--- RECORDS FOR THIS TASK ---
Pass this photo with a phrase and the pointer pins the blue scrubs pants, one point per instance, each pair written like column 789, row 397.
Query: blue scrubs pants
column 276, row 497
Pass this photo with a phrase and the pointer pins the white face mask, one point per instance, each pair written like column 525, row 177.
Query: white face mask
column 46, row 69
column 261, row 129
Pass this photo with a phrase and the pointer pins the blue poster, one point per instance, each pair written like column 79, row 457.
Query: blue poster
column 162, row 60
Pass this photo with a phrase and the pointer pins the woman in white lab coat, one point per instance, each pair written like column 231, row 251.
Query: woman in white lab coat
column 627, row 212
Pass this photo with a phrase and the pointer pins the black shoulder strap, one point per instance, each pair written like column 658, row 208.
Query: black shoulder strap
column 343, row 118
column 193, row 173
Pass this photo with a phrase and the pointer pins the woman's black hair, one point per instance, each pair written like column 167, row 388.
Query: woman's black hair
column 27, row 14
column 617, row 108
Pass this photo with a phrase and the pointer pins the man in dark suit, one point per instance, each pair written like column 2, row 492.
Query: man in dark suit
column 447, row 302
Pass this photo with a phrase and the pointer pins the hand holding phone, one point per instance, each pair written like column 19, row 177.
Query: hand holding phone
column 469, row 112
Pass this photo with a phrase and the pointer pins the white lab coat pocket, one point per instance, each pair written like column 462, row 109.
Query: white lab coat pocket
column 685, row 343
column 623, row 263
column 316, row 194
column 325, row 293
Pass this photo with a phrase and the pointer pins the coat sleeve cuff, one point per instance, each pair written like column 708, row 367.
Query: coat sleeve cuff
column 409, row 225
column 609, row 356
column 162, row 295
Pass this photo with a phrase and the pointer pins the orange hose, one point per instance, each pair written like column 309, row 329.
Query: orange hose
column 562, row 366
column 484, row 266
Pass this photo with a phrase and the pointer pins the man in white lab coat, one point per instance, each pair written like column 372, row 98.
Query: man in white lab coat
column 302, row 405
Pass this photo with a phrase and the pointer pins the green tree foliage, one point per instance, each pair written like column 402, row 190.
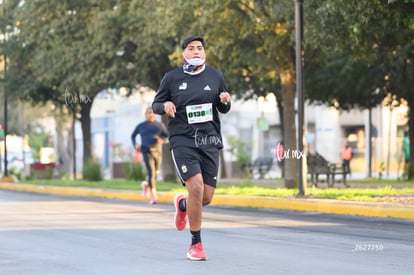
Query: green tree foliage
column 367, row 52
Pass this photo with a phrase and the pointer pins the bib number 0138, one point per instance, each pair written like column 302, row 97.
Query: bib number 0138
column 199, row 113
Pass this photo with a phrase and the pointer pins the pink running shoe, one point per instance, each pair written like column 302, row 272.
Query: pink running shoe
column 196, row 252
column 145, row 189
column 180, row 217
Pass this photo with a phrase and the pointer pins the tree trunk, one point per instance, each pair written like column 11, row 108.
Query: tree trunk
column 86, row 129
column 289, row 129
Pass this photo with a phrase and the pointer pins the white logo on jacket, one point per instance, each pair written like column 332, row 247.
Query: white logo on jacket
column 183, row 86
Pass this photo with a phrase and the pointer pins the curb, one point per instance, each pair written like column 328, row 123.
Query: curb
column 368, row 209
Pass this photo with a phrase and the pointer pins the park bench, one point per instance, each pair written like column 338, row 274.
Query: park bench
column 318, row 165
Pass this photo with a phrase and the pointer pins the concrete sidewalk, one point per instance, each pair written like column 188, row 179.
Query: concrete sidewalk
column 369, row 209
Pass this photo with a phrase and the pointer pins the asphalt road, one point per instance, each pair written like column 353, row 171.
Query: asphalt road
column 52, row 234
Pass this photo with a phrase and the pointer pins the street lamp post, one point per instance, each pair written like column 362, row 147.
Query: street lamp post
column 4, row 40
column 299, row 91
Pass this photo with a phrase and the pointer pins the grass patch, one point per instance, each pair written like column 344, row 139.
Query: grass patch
column 244, row 189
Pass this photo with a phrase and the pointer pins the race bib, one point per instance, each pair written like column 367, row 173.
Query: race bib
column 199, row 113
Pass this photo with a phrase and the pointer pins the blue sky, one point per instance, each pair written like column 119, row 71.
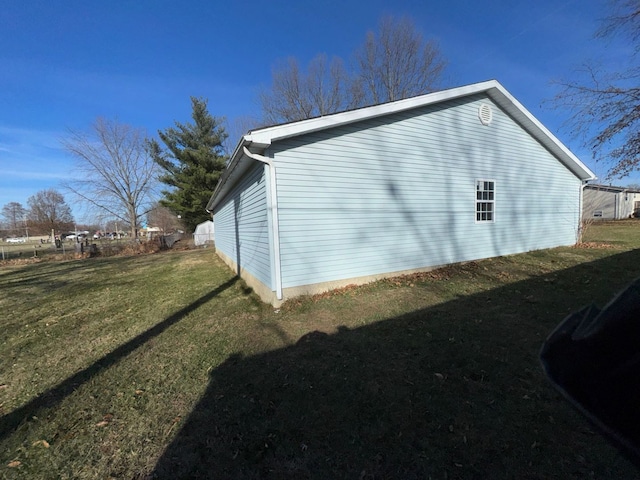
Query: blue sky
column 65, row 62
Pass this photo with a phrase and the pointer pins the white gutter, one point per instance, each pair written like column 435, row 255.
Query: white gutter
column 275, row 230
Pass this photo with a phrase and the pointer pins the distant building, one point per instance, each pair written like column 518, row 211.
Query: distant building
column 606, row 202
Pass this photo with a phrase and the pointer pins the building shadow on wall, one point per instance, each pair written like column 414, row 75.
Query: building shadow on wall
column 451, row 391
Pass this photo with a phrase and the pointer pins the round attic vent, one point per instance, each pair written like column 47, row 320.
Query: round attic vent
column 485, row 114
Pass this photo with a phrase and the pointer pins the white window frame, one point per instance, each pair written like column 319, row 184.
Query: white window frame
column 488, row 199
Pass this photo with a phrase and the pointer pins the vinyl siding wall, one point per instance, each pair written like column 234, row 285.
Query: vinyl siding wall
column 398, row 193
column 241, row 221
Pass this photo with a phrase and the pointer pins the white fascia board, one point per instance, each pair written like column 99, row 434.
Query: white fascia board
column 259, row 140
column 265, row 136
column 512, row 106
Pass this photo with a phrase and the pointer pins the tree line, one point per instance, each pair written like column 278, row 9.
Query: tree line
---
● TASK
Give all of the records above as a JSON list of strings, one string per line, with blank lines left out. Leave the pictures out of your answer.

● RESPONSE
[
  "Pass this photo with a phrase and the pointer pins the blue scrubs pants, one point per instance, each pair written like column 789, row 397.",
  "Query: blue scrubs pants",
  "column 276, row 497",
  "Pass this photo with a phrase and the pointer pins the white face mask, one point per instance, each pair written like column 525, row 177.",
  "Query: white face mask",
  "column 46, row 69",
  "column 261, row 129",
  "Pass this photo with a phrase and the pointer pins the blue poster, one point per instance, each pair written like column 79, row 457.",
  "Query: blue poster",
  "column 162, row 60",
  "Pass this photo with a phrase and the pointer pins the woman in white lab coat, one point per instance, each pair written like column 231, row 251.",
  "Query: woman in white lab coat",
  "column 627, row 212",
  "Pass this photo with a phrase and the pointer pins the black shoulder strap, one point per instance, each pair written like column 658, row 208.",
  "Query: black shoulder strap",
  "column 343, row 118",
  "column 193, row 173",
  "Pass this photo with a phrase and the pointer pins the woman's black hair, one point per instance, each pair written like column 167, row 388.",
  "Query: woman's black hair",
  "column 27, row 14",
  "column 617, row 108",
  "Pass this photo with a phrase and the pointer pins the man in dark suit, one point per instance, each pair written like column 2, row 492.",
  "Query: man in dark suit",
  "column 447, row 302",
  "Pass this photo with a phrase and the pointer pins the hand holding phone, one point per instance, each pair written like column 19, row 177.",
  "Query: hand holding phone",
  "column 469, row 112",
  "Pass this photo with a phrase and the pointer pins the white lab coat pocket, one point per instance, each pair written like column 462, row 109.",
  "Query: white lab coat pocket",
  "column 685, row 343",
  "column 623, row 263",
  "column 316, row 194",
  "column 325, row 293",
  "Pass this photo with a phrase and the pointer pins the coat sleeve cuff, one point per instance, each pair written like column 708, row 367.",
  "Query: coat sleeve cuff",
  "column 409, row 225",
  "column 609, row 356",
  "column 162, row 295",
  "Pass this photo with a phrase and the pointer pins the orange hose, one point per instance, each pair written like column 309, row 329.",
  "Query: orange hose",
  "column 562, row 366",
  "column 484, row 266",
  "Pass this photo with a phrase and the pointer pins the man in white lab coat, one point per instance, each pair written like column 372, row 98.",
  "Query: man in white lab coat",
  "column 302, row 405",
  "Pass this photo with a phrase and the pointer pins the green tree foliage, one point per instance, each pair written like column 402, row 190.",
  "Query: green tree foliage",
  "column 367, row 52",
  "Pass this photo with a phrase and the pointer pins the bib number 0138, one point per instance, each pair written like column 302, row 97.",
  "Query: bib number 0138",
  "column 199, row 113",
  "Pass this photo with a phrase and the pointer pins the pink running shoe, one point per instance, each pair written like column 302, row 272.",
  "Query: pink running shoe",
  "column 196, row 252",
  "column 145, row 189",
  "column 180, row 217",
  "Pass this photo with a phrase and the pointer pins the tree trunk, one point per instance, each pair written like column 11, row 108.",
  "Query: tree trunk",
  "column 86, row 129",
  "column 289, row 129",
  "Pass this photo with a phrase and the pointer pins the white logo on jacket, one point per instance, each pair written like column 332, row 247.",
  "Query: white logo on jacket",
  "column 183, row 86",
  "Pass this photo with a phrase and the pointer pins the curb, one point per instance, each pair written like column 328, row 123.",
  "Query: curb",
  "column 368, row 209",
  "Pass this photo with a phrase and the pointer pins the park bench, one point per instance, each pair written like column 338, row 274.",
  "Query: park bench",
  "column 318, row 165",
  "Pass this photo with a phrase and the pointer pins the concrete sidewalk, one point per instance, each pair written like column 188, row 179.",
  "Query: concrete sidewalk",
  "column 369, row 209",
  "Pass this photo with a phrase and the pointer pins the asphalt road, one point per instance, each pair written like column 353, row 171.",
  "Query: asphalt road",
  "column 52, row 234",
  "Pass this photo with a phrase and the pointer pins the street lamp post, one point per instance, each pair written like column 362, row 147.",
  "Query: street lamp post",
  "column 4, row 40",
  "column 299, row 91",
  "Pass this photo with a phrase and the pointer pins the grass patch, one point per instance, each pair written like column 344, row 139.",
  "Query: grass patch",
  "column 244, row 189",
  "Pass this photo with a phrase and the pointer pins the race bib, one point per instance, each pair written like column 367, row 173.",
  "Query: race bib",
  "column 199, row 113",
  "Pass this photo with a phrase and the pointer pins the blue sky, one point per instance, each pair written like column 119, row 71.",
  "Query: blue sky",
  "column 65, row 62",
  "Pass this photo with a phrase and the pointer pins the white gutter, one point per instance, each pair written like column 435, row 255.",
  "Query: white gutter",
  "column 275, row 230",
  "Pass this photo with a phrase and the pointer pins the distant building, one point per instance, each pair written like column 518, row 211.",
  "Query: distant building",
  "column 606, row 202",
  "Pass this photo with a phrase and the pointer pins the building shadow on wall, one point per instance, each pair written like column 414, row 75.",
  "Query: building shadow on wall",
  "column 451, row 391",
  "Pass this photo with a phrase and the pointer pins the round attic vent, one point per instance, each pair written like column 47, row 320.",
  "Query: round attic vent",
  "column 485, row 114",
  "Pass this photo with a phrase and the pointer pins the white window frame, one point per instance, each pair written like column 319, row 184.",
  "Query: white window frame",
  "column 488, row 199",
  "Pass this photo with a phrase and the pointer pins the vinyl siding wall, one point per instance, each pair written like column 234, row 285.",
  "Query: vinyl siding wall",
  "column 398, row 193",
  "column 241, row 221",
  "Pass this photo with a phrase and the pointer pins the white fascia board, one point per instance, each pair written like column 99, row 434.",
  "Query: white fascia board",
  "column 259, row 140",
  "column 265, row 136",
  "column 512, row 106",
  "Pass this photo with a phrase and the pointer pins the tree line, one point per instance, each pair written like column 278, row 9.",
  "Query: tree line"
]